--- YOUR INSTRUCTIONS ---
Write out the entries below unchanged, from the line with "Report the position of every instance of the train window" up to and including the line with "pixel 323 20".

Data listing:
--- START ---
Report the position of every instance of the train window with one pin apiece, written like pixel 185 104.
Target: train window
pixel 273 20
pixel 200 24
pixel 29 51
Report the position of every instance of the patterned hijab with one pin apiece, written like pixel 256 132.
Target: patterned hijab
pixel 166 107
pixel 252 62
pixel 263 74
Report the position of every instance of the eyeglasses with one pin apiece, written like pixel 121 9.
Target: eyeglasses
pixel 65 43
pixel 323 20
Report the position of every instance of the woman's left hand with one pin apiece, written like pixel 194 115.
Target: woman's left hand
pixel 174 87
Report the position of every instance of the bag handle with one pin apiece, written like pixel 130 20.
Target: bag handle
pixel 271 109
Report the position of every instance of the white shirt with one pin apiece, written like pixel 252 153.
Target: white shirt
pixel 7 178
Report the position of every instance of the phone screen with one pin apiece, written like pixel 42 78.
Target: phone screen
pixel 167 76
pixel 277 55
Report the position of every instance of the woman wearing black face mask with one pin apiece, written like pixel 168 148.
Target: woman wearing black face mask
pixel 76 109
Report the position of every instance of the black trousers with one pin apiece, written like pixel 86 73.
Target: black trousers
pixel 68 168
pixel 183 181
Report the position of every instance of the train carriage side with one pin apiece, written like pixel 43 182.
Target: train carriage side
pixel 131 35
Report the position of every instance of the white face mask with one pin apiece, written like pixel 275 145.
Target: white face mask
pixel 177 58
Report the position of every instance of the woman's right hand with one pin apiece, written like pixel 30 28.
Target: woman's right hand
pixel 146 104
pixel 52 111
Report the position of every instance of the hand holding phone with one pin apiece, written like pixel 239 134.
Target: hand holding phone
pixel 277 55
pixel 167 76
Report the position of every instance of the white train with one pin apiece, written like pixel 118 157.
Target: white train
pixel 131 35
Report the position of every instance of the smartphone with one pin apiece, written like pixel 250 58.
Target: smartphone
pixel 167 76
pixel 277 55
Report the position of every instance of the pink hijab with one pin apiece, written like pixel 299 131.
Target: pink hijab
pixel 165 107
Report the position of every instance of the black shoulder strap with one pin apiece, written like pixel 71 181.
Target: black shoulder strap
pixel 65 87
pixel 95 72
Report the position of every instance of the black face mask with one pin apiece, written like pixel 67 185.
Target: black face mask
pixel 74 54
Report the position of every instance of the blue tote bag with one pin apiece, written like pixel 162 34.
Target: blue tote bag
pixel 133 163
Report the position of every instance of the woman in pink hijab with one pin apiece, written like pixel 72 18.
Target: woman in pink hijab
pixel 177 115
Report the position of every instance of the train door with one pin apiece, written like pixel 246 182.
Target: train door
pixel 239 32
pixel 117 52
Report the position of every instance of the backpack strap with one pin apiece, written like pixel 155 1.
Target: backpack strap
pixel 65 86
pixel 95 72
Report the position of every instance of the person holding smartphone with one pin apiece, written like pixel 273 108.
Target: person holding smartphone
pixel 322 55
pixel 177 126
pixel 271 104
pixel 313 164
--- END ---
--- START ---
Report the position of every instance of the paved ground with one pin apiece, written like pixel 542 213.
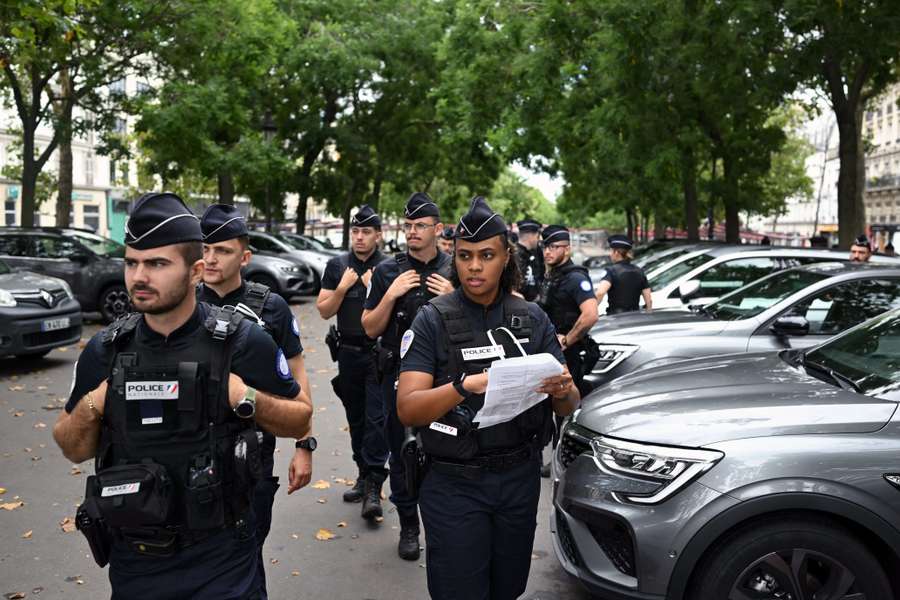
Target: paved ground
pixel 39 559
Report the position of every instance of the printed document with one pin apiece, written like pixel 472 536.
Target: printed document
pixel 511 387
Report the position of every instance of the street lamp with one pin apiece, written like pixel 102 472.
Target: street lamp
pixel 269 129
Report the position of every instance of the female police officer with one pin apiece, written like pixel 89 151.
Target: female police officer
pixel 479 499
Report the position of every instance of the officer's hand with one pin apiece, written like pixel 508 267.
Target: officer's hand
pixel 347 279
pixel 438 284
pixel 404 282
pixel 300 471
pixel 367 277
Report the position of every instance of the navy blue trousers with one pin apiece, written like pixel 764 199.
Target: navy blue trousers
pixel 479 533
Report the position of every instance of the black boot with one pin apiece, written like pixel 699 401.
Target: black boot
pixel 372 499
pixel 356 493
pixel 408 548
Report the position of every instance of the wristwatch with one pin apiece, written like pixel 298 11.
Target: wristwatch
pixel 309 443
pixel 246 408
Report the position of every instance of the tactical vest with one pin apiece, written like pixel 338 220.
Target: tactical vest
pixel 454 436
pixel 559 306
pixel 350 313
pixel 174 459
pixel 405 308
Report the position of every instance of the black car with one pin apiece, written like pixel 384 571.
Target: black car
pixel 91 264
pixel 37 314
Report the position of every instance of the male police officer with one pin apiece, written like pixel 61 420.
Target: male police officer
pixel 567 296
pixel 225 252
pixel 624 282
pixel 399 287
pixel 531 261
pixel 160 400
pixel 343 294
--- END ---
--- START ---
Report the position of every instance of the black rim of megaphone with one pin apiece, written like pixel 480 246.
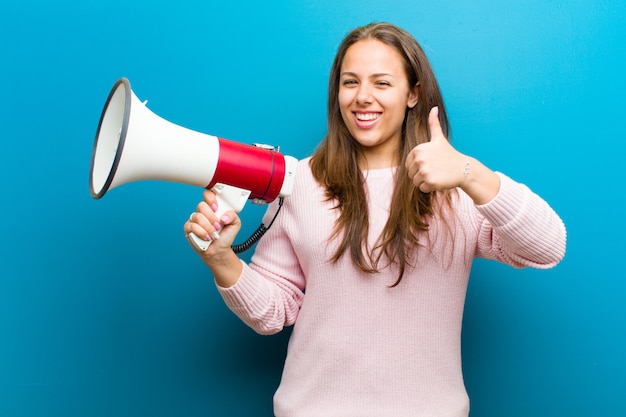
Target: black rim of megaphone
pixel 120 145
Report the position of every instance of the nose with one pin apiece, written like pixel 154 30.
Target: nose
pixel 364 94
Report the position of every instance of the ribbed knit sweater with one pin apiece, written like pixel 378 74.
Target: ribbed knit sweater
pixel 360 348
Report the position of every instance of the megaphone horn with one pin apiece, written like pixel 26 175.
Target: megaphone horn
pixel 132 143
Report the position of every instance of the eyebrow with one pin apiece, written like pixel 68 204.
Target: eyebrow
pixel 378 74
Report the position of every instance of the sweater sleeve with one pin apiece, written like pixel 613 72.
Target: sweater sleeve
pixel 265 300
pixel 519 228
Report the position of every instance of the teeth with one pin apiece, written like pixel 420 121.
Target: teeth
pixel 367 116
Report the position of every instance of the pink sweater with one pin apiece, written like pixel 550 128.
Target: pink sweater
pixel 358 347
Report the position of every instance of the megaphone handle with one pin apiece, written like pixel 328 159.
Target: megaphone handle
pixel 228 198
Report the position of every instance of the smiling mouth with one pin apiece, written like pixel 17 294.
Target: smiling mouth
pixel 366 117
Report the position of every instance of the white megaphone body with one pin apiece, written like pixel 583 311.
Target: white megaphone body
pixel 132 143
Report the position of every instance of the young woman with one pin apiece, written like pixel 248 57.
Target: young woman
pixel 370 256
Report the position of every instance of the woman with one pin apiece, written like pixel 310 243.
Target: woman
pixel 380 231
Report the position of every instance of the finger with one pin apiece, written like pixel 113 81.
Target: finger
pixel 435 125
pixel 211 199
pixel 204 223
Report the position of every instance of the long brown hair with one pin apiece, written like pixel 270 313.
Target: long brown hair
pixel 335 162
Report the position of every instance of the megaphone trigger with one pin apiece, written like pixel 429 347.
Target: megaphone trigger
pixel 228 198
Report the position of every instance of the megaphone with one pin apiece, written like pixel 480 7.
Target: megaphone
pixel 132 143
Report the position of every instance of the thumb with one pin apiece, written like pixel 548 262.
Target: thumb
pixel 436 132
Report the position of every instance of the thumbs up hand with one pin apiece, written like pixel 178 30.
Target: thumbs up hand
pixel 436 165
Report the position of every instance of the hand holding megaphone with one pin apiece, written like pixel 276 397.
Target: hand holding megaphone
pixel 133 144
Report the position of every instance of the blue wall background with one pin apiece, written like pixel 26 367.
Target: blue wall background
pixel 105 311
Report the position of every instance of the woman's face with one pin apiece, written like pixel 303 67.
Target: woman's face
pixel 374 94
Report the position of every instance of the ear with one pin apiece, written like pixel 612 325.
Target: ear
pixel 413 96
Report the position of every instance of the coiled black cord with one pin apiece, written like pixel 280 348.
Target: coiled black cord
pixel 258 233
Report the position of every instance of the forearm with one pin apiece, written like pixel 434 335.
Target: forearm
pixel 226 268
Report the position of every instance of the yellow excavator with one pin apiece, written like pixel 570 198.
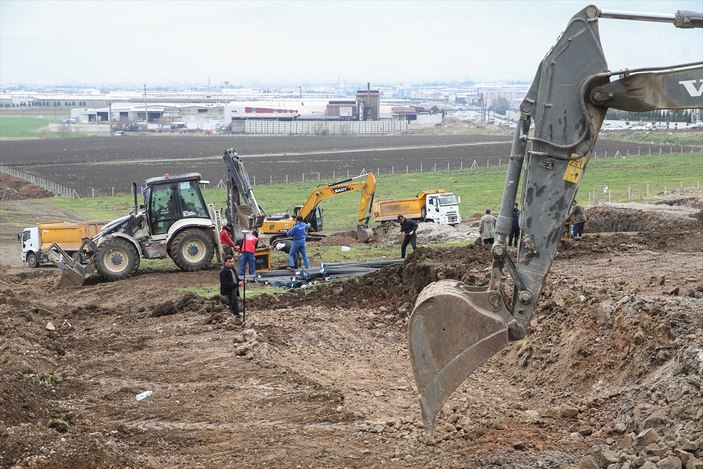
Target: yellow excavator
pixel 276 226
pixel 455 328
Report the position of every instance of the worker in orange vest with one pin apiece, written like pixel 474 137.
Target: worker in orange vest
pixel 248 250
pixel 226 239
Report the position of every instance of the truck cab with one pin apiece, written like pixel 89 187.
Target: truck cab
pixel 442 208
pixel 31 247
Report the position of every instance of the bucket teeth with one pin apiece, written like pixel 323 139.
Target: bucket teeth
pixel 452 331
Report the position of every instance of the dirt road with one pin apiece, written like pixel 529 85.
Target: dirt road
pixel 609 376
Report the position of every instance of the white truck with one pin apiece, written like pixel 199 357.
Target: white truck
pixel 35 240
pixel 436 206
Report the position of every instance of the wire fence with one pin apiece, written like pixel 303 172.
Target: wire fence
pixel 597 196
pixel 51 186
--- END ---
--- ANSWER TO THIS PROBLEM ---
Report the position of every instance of the train window with one pin apiece, written like pixel 185 104.
Target: train window
pixel 273 20
pixel 200 24
pixel 29 51
Report the position of every instance of the patterned hijab with one pin apiece, written like pixel 256 132.
Target: patterned hijab
pixel 166 107
pixel 252 62
pixel 263 74
Report the position of every instance of the eyeglasses with one pin apiece, written like pixel 121 9.
Target: eyeglasses
pixel 65 43
pixel 323 20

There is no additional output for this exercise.